Reproduce the listing word for word, leaving every picture behind.

Labeled-object pointing entries:
(begin)

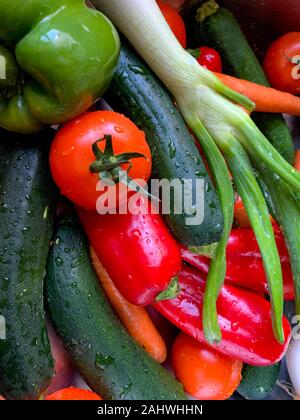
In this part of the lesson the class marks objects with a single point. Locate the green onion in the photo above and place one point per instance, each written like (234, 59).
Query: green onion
(217, 269)
(211, 110)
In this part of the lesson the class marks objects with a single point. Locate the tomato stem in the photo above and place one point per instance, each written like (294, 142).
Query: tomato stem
(171, 292)
(108, 165)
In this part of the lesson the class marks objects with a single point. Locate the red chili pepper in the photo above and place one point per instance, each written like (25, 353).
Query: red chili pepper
(208, 57)
(138, 252)
(244, 263)
(244, 319)
(246, 272)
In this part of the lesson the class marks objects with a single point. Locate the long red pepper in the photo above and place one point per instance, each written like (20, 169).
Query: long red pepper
(137, 250)
(242, 242)
(244, 319)
(247, 272)
(244, 262)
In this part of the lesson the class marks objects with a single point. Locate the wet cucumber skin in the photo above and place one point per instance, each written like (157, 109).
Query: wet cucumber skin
(105, 355)
(26, 224)
(258, 382)
(137, 92)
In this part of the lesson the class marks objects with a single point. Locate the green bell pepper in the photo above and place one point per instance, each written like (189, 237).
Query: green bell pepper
(56, 59)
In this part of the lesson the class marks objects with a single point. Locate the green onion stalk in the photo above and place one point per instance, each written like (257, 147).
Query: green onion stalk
(215, 113)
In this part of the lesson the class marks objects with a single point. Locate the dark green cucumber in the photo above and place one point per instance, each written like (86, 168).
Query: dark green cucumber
(104, 354)
(26, 225)
(220, 30)
(258, 382)
(137, 92)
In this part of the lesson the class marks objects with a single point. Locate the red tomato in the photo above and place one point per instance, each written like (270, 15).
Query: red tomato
(174, 20)
(282, 63)
(137, 250)
(72, 393)
(208, 58)
(297, 160)
(204, 373)
(71, 155)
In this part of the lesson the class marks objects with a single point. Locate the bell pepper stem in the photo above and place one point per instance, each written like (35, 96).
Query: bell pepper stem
(171, 292)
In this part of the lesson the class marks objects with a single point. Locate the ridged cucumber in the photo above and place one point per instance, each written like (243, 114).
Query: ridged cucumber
(138, 93)
(104, 354)
(26, 222)
(220, 30)
(258, 382)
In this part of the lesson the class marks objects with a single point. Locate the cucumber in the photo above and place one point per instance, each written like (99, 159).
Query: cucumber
(258, 382)
(26, 223)
(111, 363)
(221, 31)
(137, 92)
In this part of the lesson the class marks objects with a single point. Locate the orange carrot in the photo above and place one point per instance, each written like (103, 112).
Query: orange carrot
(134, 318)
(266, 99)
(297, 160)
(73, 393)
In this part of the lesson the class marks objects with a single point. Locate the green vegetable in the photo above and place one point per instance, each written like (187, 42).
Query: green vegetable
(26, 222)
(136, 92)
(56, 58)
(203, 99)
(258, 382)
(220, 30)
(104, 354)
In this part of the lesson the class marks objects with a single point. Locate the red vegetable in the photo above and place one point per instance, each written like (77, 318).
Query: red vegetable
(244, 319)
(71, 157)
(210, 375)
(244, 263)
(175, 21)
(208, 57)
(282, 63)
(247, 272)
(138, 252)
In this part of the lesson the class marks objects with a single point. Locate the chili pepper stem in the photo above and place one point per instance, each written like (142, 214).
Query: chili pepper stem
(171, 292)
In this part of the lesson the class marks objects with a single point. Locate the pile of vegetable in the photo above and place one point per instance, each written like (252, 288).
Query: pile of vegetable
(102, 279)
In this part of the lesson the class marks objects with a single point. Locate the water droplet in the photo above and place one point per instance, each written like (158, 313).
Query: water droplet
(119, 129)
(67, 152)
(103, 362)
(58, 261)
(136, 69)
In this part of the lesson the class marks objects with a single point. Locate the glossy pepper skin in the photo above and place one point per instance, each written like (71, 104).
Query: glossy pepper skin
(137, 250)
(244, 318)
(59, 56)
(244, 262)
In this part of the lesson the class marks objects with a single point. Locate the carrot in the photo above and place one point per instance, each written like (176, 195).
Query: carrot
(266, 99)
(73, 393)
(297, 160)
(135, 318)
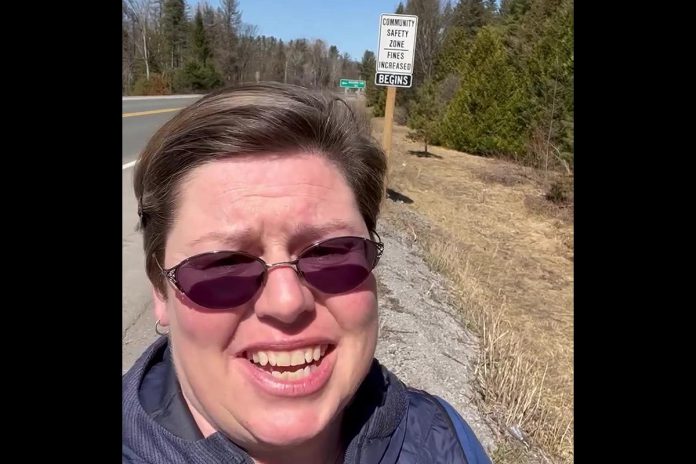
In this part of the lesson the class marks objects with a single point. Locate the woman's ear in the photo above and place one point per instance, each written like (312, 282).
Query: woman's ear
(160, 307)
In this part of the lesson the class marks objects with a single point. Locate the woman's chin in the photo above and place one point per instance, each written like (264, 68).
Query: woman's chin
(287, 430)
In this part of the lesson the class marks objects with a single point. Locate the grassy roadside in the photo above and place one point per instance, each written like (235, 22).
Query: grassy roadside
(489, 227)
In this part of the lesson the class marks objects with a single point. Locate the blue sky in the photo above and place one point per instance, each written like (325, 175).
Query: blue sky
(351, 25)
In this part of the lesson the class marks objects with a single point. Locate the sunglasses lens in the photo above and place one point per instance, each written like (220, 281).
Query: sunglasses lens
(221, 280)
(338, 265)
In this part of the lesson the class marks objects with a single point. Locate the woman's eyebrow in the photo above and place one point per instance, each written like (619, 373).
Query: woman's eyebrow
(318, 231)
(238, 237)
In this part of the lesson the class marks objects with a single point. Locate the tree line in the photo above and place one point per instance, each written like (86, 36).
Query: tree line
(170, 47)
(490, 78)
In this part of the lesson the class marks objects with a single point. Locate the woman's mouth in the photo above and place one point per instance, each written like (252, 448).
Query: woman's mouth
(296, 372)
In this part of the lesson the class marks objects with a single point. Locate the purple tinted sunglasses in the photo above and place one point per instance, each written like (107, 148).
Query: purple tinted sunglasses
(226, 279)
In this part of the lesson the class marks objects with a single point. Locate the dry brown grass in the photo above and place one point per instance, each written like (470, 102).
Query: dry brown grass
(487, 225)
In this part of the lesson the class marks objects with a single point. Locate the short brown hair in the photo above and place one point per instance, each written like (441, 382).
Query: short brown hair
(252, 118)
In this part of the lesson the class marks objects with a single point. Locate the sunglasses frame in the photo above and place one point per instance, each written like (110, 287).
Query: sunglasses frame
(170, 273)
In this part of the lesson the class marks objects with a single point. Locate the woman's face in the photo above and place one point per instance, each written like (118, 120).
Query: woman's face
(271, 206)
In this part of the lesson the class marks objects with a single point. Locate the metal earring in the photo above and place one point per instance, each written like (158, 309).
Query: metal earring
(158, 328)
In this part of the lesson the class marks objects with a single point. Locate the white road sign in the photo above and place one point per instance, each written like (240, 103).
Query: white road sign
(397, 43)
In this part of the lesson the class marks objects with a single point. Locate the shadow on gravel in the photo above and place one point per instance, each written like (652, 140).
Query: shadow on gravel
(398, 197)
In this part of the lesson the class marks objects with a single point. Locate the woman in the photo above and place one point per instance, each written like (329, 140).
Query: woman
(258, 206)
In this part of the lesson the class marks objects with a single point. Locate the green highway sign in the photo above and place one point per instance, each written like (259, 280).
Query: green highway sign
(352, 84)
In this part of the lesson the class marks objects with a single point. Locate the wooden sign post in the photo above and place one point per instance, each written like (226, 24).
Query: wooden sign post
(397, 44)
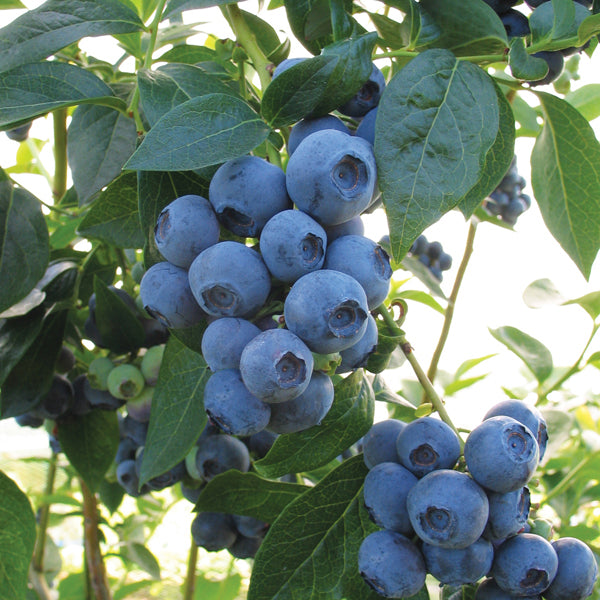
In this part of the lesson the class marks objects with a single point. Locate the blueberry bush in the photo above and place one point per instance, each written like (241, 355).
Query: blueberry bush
(200, 316)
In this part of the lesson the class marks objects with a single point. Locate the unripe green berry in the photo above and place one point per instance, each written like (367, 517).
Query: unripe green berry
(151, 362)
(98, 372)
(125, 382)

(end)

PROBLEM SOLUTION:
In this part of the lesson the class marks objects with a single point. Locate the green onion in the photo above and place one point per instance, each written like (234, 59).
Query: green onion
(217, 269)
(211, 110)
In this part of the lesson the class marks objects with a single point. Locate the tomato stem in the photo above and place one point per instance, each written like (294, 142).
Query: tomato stem
(171, 292)
(108, 165)
In this part of the lesson the class marks objects with a single point. Locate the red chili pepper in the photo above and place one point per instance, each written like (25, 353).
Query: red chili pepper
(208, 57)
(138, 252)
(244, 263)
(244, 319)
(246, 272)
In this part of the lesson the class marks objects with a single point. Locate the long red pepper in the photo above and place one point per instance, each written like (20, 169).
Query: long red pepper
(137, 250)
(242, 242)
(244, 319)
(247, 272)
(244, 262)
In this part of the lesson the class marks objects with a single point. Locate the wet cucumber skin in the photo above and place one point per instance, each written like (157, 109).
Query: wet cucumber skin
(105, 355)
(26, 224)
(258, 382)
(137, 92)
In this part of the lesson the class marks objects with a single point. Locate the green bell pepper in the photo above and place one point per instance, each written like (189, 237).
Query: green bell pepper
(56, 59)
In this part of the lesson the class marks objects with a single point. Locate the green onion stalk in the photo above and place one point per instance, each written like (257, 147).
Query: green onion stalk
(215, 113)
In this part of the lesson the class marks objects with a single point. Locate the dark green cucumber in the photo above and place one point per instance, each written like (86, 168).
Query: dark green cucumber
(104, 354)
(26, 225)
(220, 30)
(258, 382)
(137, 92)
In this part of the lesson the class marks objects with a single point. Locate the red tomato in the photo above and place one point per instance, each written like (270, 15).
Query: red tomato
(174, 20)
(282, 63)
(137, 250)
(72, 393)
(208, 58)
(297, 160)
(204, 373)
(71, 155)
In this part of the lesson the class marks objects with a single point. Locate the bell pepper stem in the photo above and place one point per instance, each written like (35, 96).
Query: bell pepper stem
(171, 292)
In this part of the lesson the class marks objects with a single point. Locate the ridged cucumber in the photo above and place one point per instance, each written like (243, 114).
Query: ridged cucumber
(138, 93)
(104, 354)
(26, 222)
(220, 30)
(258, 382)
In this part of the lesson the class marks objects with a single point. Locate the cucumber in the photo above and place one point per instance, each written like (99, 159).
Query: cucumber
(258, 382)
(26, 223)
(111, 363)
(221, 31)
(137, 92)
In this part of the lesson the class marks objects with a single point. Locate the orange carrot in the photo above and place one point per instance, each written like (103, 112).
Query: orange carrot
(134, 318)
(266, 99)
(297, 160)
(73, 393)
In this part of the lesson the class marks objects with a single point. Locate the green vegetable in the photo above and place one point per instance, each written like (187, 42).
Query: green vegetable
(26, 222)
(136, 92)
(56, 58)
(203, 99)
(258, 382)
(220, 30)
(104, 354)
In this part of the lesson the class marks objects with a single point. Locate the red vegetable in the photo above and place one point per instance, each written like (77, 318).
Query: red vegetable
(244, 319)
(71, 157)
(210, 375)
(244, 263)
(175, 21)
(208, 57)
(282, 63)
(247, 272)
(138, 252)
In this part of the lesson the class marks objects with a single point. Locate the chili pepper stem in the photo above and place one point per instance, each written like (142, 214).
Query: chili pepper stem
(171, 292)
In this part of the lesson the class marks objects with a single point. Locate the pile of vegetable in the photo above and place one point per instance, each written like (252, 288).
Query: pile of vegetable
(102, 279)
In this part of the lesson the class marks objects with a single point. Locate the water droplet in the photo above and place one point per instance, each written like (158, 313).
Query: water droplet
(119, 129)
(67, 152)
(103, 362)
(58, 261)
(136, 69)
In this part of the lesson the class marks objects with a single point. Locate the glossy pepper skin in the photo above and place one point per instance, each written like (71, 104).
Query: glossy pepper skin
(137, 250)
(244, 318)
(59, 56)
(244, 262)
In this part of the lesson the class marks objects with a single point. Locate the carrot in the photo above and place one point per instance, each written like (176, 195).
Query: carrot
(266, 99)
(73, 393)
(297, 160)
(135, 318)
In this part of the lesson the class marks objects with a single point. Locate the woman's ear in the photo above and place one point per instance, each written like (312, 282).
Query: woman's ear
(160, 307)
In this part of the lesson the class marks objects with a single point. Locate the woman's chin in the photo above and place one point per instance, each written like (264, 68).
Query: woman's chin
(287, 430)
In this part of the lesson the class marks objects with a single point. Locate the grassy roadside in the photo above and place one point per instance, each written like (235, 22).
Query: grassy roadside
(489, 227)
In this part of the lesson the class marks objects with a single point. Locate the blue sky in the photo above and place one point per instance, each written like (325, 175).
Query: blue sky
(351, 25)
In this part of the lesson the class marks objects with a single point. Locate the sunglasses lens in the photo above and place one point per instance, each written like (220, 281).
Query: sunglasses lens
(221, 280)
(338, 265)
In this part of the lesson the class marks objects with a single point. Locate the woman's eyebrow in the photo above and place one point per instance, each written like (619, 373).
Query: woman's eyebrow
(318, 231)
(238, 237)
In this part of the lesson the class marks objects with a single point. Locate the tree line in the photo above and place one point per instance, each written like (86, 36).
Query: tree line
(170, 47)
(490, 78)
In this part of the lesson the class marks objects with a single point. Locate the woman's mouth in the photo above and place one point per instance, each written like (252, 448).
Query: woman's mouth
(296, 372)
In this part of the lesson the class marks objects with a single point. Locate the purple tinted sunglasses in the photo above and place one point per instance, each written like (107, 148).
Query: purple tinted sunglasses
(226, 279)
In this part of the lesson the class marks objects with a single point. Locate the dry brown grass in the photo above and place one point per instance, each written like (470, 102).
Query: dry brown grass
(487, 225)
In this part of the lesson the class marks objects with a single point. Locate the short brown hair in the photo above and place one point per instance, each written like (441, 382).
Query: short brown hair
(252, 118)
In this part of the lesson the class marks objects with a single point. Locate the sunglasses frame in the photo above and place one point per instance, each written like (110, 287).
Query: sunglasses frame
(170, 273)
In this part of the lesson the class marks objects with a single point. Locate the woman's face in the photo above and place one point per instance, each written like (118, 120).
Query: woman's face
(271, 206)
In this part of the lesson the class marks objects with a single point. Locate the metal earring in the photo above and place one point per instance, each written like (158, 309).
Query: metal earring
(158, 328)
In this part of the lesson the class marks objects with a single point. Locate the white road sign in the photo above and place one point per instance, each written like (240, 103).
Query: white road sign
(397, 43)
In this part of the lesson the class marks objects with a single point. Locate the shadow on gravel in the photo above and place one point per instance, each written like (652, 140).
Query: shadow on gravel
(398, 197)
In this part of the lesson the class marks objects with a single point. Locate the woman in the photo above and place one point per instance, each written like (329, 140).
Query: woman
(258, 206)
In this part of the lesson the class marks objects with a single point. Locate the green highway sign in the photo above and place one point per instance, each written like (259, 280).
Query: green highway sign
(352, 84)
In this part of the lesson the class marks objects with a single point. Locate the wooden sign post in the photo above and place one point per instance, each written like (226, 24).
Query: wooden sign post
(397, 44)
In this part of the lesson the class marks objects with a single point. Locate the blueberry bush in the photo above and place one point per instance, each written like (241, 355).
Query: blueberry bush
(200, 316)
In this part of the lesson the class marks objects with a single point. Locate the unripe green berry in the photo above and place one point per instance, each written like (367, 517).
Query: unripe green berry
(151, 362)
(98, 372)
(125, 382)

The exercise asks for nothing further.